REQUEST: Quote verbatim the stretch of the items below from the line containing "If you could point at the green lawn" through the line containing "(1241, 497)".
>> BEGIN PROVIDED DATA
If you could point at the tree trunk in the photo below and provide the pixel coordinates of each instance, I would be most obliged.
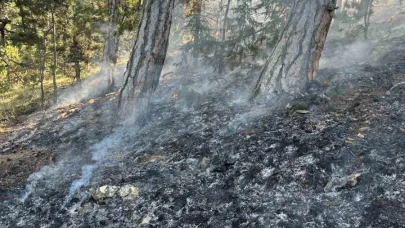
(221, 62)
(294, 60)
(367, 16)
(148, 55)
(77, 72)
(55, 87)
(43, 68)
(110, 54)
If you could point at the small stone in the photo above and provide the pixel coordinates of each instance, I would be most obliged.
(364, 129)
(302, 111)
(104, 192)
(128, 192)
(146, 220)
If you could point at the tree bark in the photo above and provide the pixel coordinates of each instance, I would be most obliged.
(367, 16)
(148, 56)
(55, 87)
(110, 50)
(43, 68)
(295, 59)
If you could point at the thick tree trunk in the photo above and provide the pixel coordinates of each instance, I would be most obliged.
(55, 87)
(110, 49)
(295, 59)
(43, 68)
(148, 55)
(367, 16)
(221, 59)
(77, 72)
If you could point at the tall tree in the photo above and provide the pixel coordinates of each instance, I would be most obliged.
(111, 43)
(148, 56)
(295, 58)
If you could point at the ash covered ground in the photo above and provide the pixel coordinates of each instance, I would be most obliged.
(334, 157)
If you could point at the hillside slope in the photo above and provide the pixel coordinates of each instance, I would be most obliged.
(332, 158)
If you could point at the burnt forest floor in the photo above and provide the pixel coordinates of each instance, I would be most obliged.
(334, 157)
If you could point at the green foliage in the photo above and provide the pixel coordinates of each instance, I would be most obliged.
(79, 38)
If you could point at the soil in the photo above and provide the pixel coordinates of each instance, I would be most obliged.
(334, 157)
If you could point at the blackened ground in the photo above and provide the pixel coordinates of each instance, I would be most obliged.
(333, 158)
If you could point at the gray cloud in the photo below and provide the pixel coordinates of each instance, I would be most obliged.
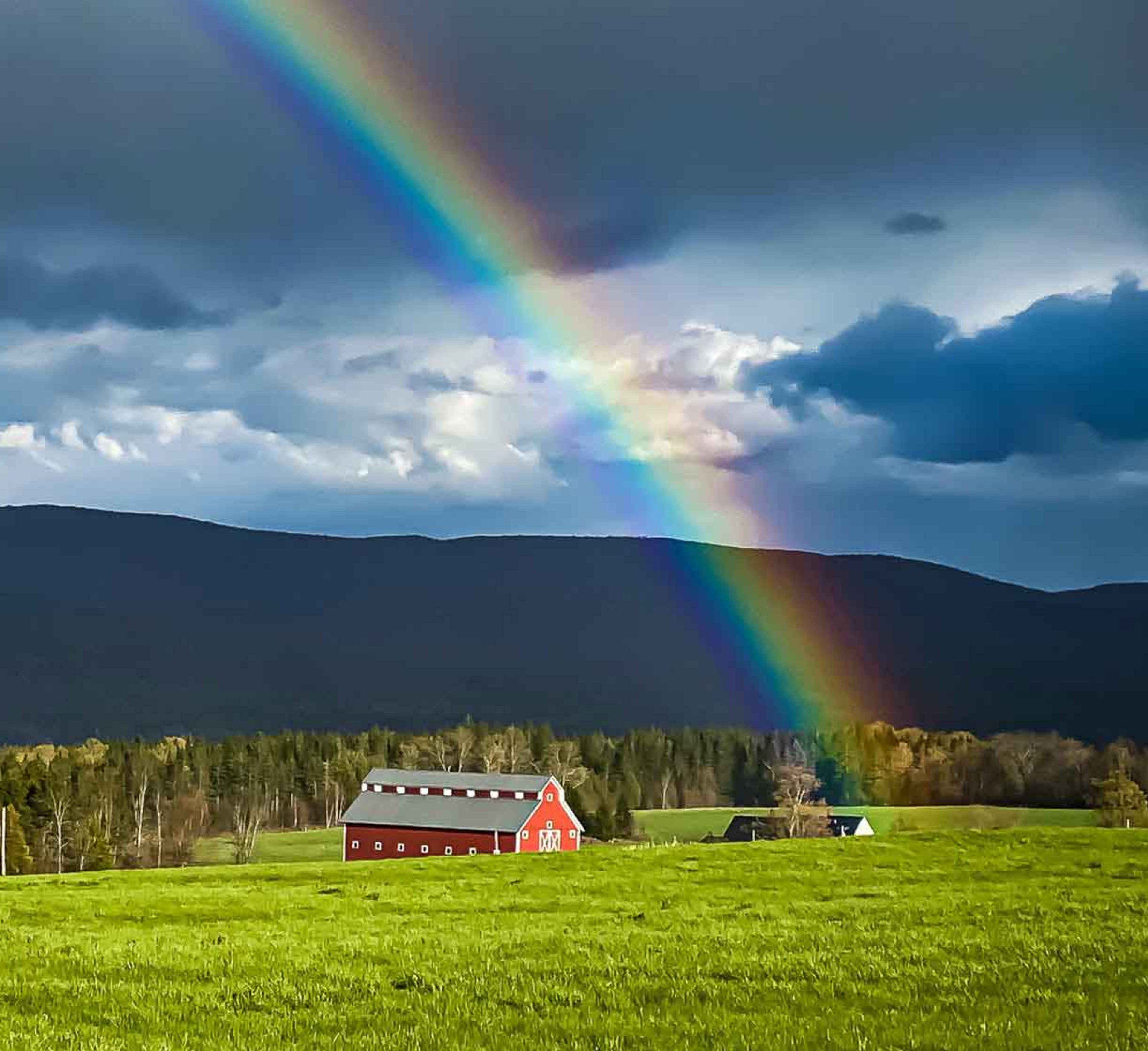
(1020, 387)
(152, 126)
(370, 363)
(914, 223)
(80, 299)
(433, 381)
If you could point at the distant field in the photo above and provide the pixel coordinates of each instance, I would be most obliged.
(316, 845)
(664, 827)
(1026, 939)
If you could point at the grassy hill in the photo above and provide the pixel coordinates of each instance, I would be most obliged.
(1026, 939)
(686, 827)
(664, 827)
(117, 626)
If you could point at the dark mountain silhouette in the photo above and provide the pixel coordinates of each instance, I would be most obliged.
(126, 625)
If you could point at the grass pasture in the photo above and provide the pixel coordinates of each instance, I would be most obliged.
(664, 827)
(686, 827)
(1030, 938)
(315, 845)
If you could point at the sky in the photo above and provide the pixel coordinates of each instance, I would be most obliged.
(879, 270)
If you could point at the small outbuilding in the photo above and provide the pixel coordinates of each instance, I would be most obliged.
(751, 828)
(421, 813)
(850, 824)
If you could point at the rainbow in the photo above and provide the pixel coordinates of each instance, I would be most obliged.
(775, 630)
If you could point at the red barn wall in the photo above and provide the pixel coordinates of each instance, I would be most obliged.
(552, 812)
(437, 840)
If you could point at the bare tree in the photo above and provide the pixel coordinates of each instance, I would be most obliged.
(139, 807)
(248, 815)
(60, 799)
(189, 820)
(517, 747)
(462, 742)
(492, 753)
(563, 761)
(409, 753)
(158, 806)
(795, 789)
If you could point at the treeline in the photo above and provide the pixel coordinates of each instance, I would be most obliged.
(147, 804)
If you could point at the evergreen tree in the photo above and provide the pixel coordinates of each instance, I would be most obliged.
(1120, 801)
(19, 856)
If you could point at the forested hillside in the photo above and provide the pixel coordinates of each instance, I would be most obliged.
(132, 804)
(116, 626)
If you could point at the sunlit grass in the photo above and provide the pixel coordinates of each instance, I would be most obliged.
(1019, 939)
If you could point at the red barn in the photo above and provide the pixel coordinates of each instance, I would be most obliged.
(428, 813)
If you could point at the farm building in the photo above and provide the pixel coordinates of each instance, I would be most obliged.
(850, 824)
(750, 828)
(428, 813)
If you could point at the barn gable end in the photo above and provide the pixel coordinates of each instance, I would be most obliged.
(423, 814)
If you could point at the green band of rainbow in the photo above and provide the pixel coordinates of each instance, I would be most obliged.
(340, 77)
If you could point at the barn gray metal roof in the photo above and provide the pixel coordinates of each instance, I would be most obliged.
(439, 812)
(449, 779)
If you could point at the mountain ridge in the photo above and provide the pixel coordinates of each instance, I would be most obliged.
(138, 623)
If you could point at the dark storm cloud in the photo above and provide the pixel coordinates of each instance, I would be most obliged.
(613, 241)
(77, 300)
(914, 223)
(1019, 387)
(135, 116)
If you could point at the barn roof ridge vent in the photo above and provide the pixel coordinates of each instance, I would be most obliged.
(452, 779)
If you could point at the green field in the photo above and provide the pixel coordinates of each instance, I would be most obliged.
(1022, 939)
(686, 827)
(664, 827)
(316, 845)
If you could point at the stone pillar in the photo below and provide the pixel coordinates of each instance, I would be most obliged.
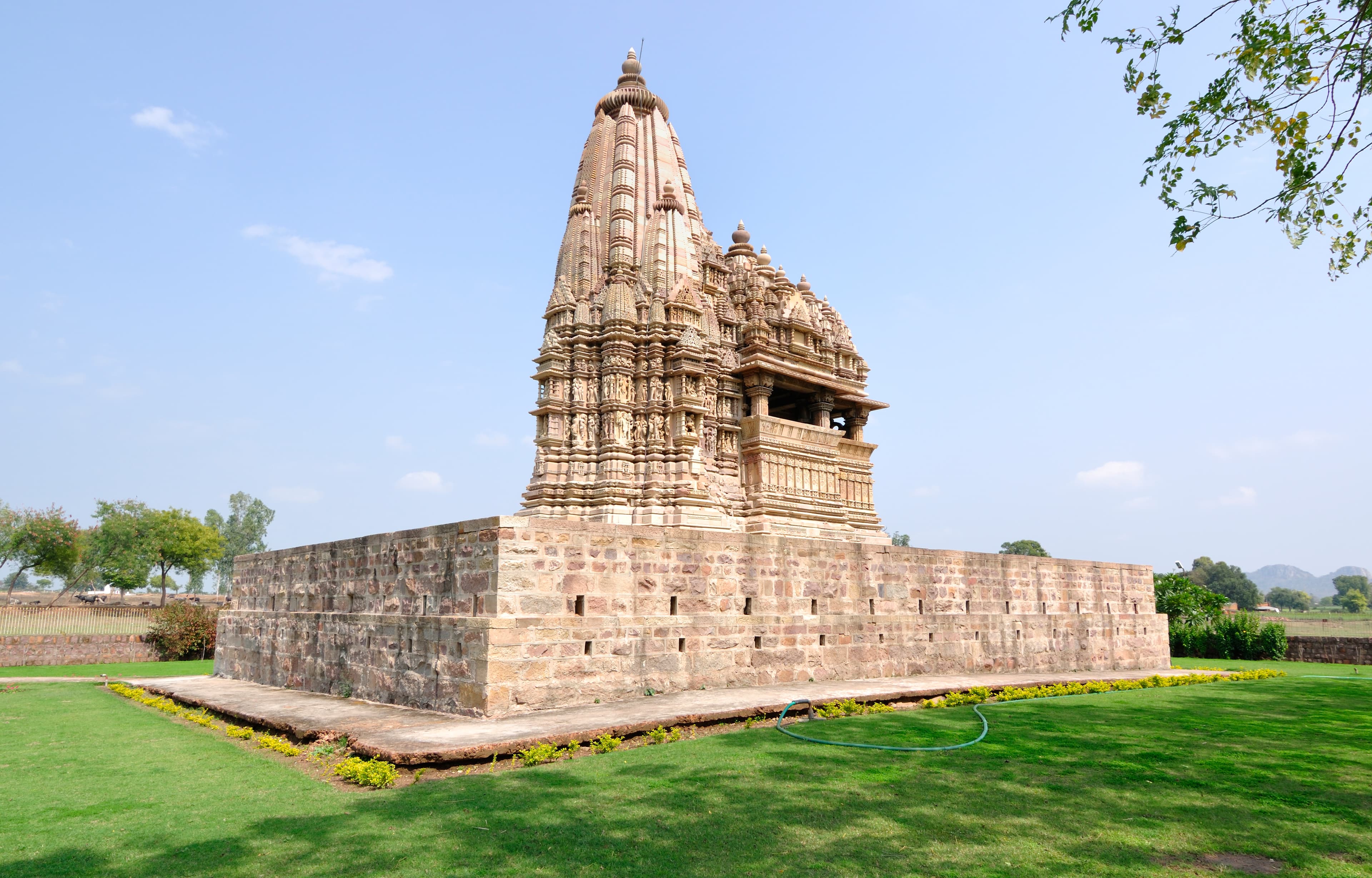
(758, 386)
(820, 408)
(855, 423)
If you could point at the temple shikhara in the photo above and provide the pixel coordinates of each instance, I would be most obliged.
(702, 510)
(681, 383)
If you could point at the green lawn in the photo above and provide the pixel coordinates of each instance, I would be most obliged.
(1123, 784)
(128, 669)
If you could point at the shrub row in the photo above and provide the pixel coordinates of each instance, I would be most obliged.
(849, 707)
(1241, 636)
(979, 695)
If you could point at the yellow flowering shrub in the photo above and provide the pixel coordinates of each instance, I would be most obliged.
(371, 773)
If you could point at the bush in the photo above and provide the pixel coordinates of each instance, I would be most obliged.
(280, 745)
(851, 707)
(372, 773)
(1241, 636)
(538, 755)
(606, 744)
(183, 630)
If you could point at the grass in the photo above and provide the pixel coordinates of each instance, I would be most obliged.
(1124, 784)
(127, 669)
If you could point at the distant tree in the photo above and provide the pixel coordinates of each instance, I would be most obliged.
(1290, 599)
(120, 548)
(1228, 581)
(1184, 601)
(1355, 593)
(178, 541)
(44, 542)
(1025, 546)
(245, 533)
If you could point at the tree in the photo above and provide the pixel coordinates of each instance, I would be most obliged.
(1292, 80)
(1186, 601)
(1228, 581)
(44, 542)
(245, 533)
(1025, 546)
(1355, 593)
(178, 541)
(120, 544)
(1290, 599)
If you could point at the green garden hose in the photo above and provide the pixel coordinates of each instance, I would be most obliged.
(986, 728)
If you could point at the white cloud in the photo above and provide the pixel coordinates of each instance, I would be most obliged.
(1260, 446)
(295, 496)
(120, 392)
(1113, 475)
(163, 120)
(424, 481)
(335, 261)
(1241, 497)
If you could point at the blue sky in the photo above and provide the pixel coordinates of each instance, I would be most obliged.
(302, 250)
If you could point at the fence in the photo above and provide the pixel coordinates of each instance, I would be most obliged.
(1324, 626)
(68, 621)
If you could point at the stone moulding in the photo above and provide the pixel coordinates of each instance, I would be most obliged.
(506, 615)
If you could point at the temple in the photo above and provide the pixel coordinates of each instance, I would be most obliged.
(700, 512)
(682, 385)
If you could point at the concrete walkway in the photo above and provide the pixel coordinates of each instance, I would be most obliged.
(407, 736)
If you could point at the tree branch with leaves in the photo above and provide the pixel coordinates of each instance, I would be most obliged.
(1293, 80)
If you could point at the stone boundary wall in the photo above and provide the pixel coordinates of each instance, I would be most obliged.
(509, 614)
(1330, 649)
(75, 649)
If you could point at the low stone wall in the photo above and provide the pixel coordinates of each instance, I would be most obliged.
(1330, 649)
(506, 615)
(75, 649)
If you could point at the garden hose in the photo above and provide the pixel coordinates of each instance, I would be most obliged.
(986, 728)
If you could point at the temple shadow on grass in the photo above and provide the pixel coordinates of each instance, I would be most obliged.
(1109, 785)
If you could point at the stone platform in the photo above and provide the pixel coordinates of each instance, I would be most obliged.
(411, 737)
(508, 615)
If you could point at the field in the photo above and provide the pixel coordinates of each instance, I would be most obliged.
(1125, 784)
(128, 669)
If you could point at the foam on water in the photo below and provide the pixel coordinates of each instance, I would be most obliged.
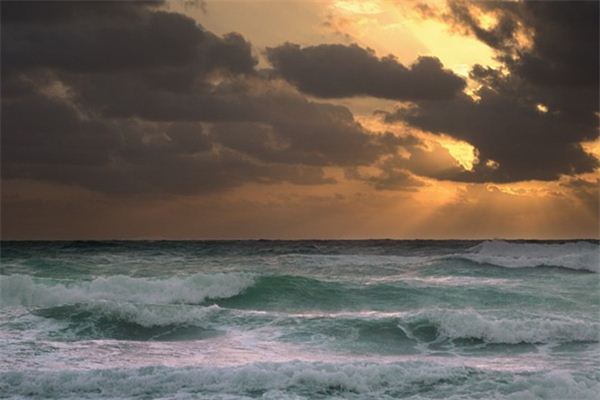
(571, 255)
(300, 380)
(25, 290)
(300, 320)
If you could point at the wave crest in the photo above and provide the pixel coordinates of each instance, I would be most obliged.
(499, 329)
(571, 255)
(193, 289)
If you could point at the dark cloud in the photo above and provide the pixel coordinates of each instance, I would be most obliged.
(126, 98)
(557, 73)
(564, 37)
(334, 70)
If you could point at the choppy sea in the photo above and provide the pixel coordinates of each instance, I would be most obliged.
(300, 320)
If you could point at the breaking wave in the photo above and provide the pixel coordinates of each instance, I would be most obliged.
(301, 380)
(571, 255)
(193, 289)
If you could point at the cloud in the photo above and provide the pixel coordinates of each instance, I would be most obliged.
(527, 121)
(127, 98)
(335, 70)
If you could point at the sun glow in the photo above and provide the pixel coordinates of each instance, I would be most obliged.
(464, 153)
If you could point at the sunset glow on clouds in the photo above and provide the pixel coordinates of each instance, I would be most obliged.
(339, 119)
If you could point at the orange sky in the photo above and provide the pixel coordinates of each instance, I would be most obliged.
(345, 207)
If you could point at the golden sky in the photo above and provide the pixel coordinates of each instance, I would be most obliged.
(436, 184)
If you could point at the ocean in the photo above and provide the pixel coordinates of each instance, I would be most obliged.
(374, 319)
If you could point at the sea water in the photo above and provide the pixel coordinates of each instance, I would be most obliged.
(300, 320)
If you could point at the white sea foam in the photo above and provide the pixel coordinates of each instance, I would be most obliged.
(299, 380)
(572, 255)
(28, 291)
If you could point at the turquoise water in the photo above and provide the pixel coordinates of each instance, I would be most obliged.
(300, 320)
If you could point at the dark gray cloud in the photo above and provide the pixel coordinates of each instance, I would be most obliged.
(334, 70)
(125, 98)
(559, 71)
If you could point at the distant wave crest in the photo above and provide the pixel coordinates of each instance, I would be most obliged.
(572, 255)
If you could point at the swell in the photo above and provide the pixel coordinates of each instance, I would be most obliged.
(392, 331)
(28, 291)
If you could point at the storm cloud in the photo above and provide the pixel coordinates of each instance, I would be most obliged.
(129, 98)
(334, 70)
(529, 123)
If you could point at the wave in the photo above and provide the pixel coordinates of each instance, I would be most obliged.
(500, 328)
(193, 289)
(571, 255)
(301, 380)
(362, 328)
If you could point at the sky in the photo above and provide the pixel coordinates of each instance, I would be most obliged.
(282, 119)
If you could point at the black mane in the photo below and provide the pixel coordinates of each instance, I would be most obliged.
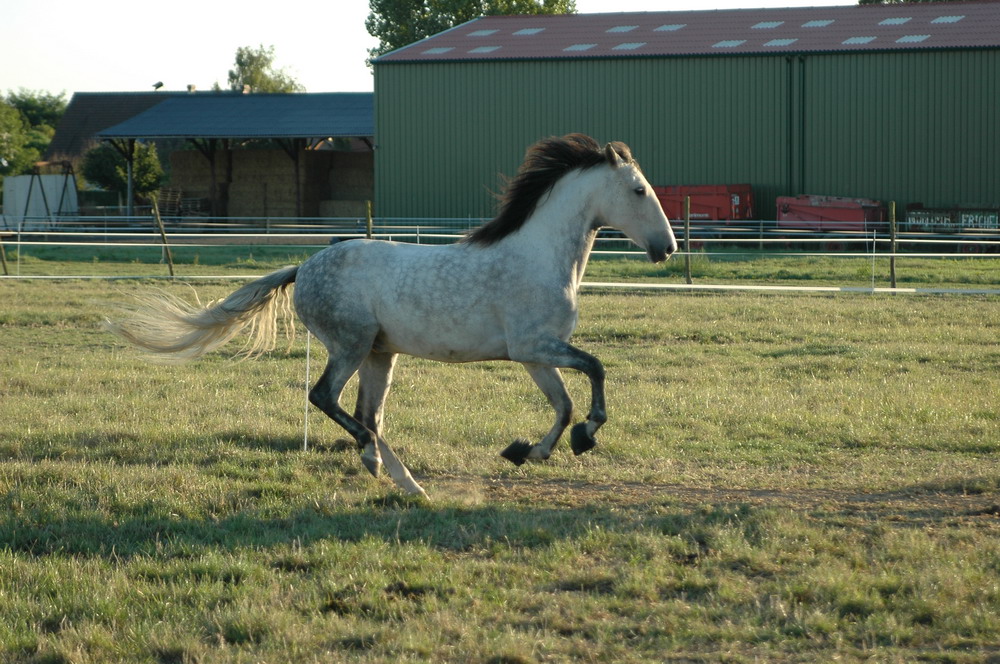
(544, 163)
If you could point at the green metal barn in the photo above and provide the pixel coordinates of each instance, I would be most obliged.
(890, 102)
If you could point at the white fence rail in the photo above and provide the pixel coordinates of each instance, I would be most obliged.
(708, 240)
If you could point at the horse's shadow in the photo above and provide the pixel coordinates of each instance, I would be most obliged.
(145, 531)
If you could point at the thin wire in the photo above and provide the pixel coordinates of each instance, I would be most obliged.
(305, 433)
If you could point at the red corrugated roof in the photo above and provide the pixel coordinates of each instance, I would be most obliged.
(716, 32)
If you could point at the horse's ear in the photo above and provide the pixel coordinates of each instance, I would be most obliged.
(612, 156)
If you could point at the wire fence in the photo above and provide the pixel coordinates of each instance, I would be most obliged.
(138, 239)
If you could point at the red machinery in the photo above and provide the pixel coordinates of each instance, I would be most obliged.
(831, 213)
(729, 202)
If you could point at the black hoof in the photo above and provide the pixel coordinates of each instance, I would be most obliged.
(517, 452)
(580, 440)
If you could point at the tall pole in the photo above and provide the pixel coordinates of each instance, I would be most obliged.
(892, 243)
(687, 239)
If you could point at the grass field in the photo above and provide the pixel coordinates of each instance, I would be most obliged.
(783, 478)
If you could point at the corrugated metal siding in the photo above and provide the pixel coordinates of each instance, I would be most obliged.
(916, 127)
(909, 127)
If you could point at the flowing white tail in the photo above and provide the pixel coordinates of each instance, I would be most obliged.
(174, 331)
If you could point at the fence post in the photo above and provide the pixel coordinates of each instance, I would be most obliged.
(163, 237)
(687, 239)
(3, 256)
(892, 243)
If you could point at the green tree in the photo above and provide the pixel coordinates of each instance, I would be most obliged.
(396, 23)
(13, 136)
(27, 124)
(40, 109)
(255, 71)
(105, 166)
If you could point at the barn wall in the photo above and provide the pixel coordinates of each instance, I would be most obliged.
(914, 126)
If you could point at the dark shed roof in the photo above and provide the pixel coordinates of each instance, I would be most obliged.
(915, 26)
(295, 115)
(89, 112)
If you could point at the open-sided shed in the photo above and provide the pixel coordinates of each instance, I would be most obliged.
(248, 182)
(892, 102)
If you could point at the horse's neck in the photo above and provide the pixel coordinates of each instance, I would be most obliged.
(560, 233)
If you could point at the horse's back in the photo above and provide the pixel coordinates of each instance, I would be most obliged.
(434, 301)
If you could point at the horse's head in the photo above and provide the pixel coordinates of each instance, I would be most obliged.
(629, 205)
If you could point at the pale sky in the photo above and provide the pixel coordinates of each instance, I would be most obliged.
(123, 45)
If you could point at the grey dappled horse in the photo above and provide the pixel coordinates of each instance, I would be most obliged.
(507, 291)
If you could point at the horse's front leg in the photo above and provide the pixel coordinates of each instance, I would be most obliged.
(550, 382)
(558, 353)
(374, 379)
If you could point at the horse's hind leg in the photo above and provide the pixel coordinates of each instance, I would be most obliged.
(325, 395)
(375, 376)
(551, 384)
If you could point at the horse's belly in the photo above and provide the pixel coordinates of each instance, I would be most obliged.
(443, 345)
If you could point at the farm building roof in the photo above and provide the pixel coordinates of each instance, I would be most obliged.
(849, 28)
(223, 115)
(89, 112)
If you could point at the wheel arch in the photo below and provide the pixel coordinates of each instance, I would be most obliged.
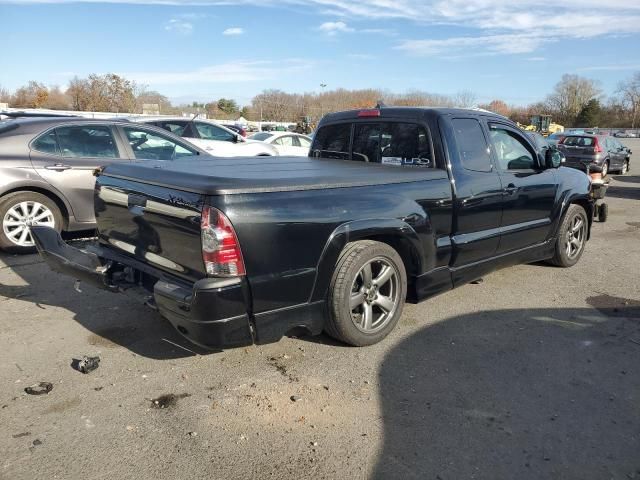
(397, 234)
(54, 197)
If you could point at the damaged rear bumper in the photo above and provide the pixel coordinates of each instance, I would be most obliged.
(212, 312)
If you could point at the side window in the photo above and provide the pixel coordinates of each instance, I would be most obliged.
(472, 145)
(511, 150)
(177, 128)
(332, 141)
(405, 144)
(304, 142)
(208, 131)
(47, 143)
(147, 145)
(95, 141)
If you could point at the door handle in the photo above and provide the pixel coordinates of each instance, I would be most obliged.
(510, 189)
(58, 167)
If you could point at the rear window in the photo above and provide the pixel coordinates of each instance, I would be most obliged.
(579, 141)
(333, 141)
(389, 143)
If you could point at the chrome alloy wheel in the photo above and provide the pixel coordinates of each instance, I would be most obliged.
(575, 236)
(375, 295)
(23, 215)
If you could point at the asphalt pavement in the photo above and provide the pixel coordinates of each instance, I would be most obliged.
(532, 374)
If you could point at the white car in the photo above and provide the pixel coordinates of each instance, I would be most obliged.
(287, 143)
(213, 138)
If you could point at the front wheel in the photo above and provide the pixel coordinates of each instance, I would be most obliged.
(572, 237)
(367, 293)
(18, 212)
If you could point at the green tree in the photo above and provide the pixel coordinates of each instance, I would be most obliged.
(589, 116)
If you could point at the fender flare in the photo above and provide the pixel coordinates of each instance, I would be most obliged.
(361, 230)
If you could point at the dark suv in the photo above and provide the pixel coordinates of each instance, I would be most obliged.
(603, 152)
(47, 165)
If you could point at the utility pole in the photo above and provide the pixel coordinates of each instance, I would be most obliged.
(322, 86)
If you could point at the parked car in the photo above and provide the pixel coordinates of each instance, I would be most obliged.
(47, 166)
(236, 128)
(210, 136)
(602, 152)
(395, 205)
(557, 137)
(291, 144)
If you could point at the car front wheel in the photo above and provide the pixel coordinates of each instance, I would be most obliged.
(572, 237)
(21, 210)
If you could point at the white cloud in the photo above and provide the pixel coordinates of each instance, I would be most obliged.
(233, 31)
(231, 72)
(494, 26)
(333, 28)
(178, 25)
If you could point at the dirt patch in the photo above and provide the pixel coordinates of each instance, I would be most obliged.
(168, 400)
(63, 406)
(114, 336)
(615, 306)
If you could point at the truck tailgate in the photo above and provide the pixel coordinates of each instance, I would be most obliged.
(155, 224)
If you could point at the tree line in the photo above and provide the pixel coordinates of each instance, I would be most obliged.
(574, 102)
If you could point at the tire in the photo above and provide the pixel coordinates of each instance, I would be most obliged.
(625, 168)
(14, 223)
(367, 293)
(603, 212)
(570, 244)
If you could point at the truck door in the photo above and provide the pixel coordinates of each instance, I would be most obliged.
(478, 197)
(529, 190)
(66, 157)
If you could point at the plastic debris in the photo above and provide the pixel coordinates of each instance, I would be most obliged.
>> END PROVIDED DATA
EXPECTED OUTPUT:
If you could point at the green lawn in the photo above and provide the pixel coordinates of each instance, I would be most obliged.
(1123, 784)
(128, 669)
If you could point at the shrub row in the photo above and provide the pixel coordinates of each instance, I would be most obliged.
(849, 707)
(1241, 636)
(979, 695)
If you could point at the yellow flowering shrub in the photo above and provide the pixel coordinates of each instance, I would be most obliged.
(371, 773)
If you could point at the bush in the photo above and provide the pixel coordinates of each instance, I would be most obliged.
(280, 745)
(851, 707)
(372, 773)
(1241, 636)
(538, 755)
(606, 744)
(183, 630)
If you could point at the grass in the photo above and provide the pixel coordinates of each instance, I would be most obliged.
(1124, 784)
(127, 669)
If you could point at the distant tree in the photo above and provide the pixel coordinates of each instance, I would be most obliged.
(1290, 599)
(120, 548)
(1228, 581)
(1184, 601)
(1355, 593)
(178, 541)
(44, 542)
(1025, 546)
(245, 533)
If you could point at the tree in the photo above and provide the pixel coordinates of each instance, I would be most obliged.
(1292, 80)
(1186, 601)
(1228, 581)
(44, 542)
(245, 533)
(1025, 546)
(1355, 593)
(178, 541)
(120, 544)
(1290, 599)
If you could point at the green garden hose in the photo above and provide the pixel coordinates of each instance, I would be most obliged.
(986, 728)
If you could point at the white cloud in the photo above and provide the pixel coordinates of each instance, I would be most obliged.
(1260, 446)
(295, 496)
(120, 392)
(1113, 475)
(163, 120)
(424, 481)
(335, 261)
(1241, 497)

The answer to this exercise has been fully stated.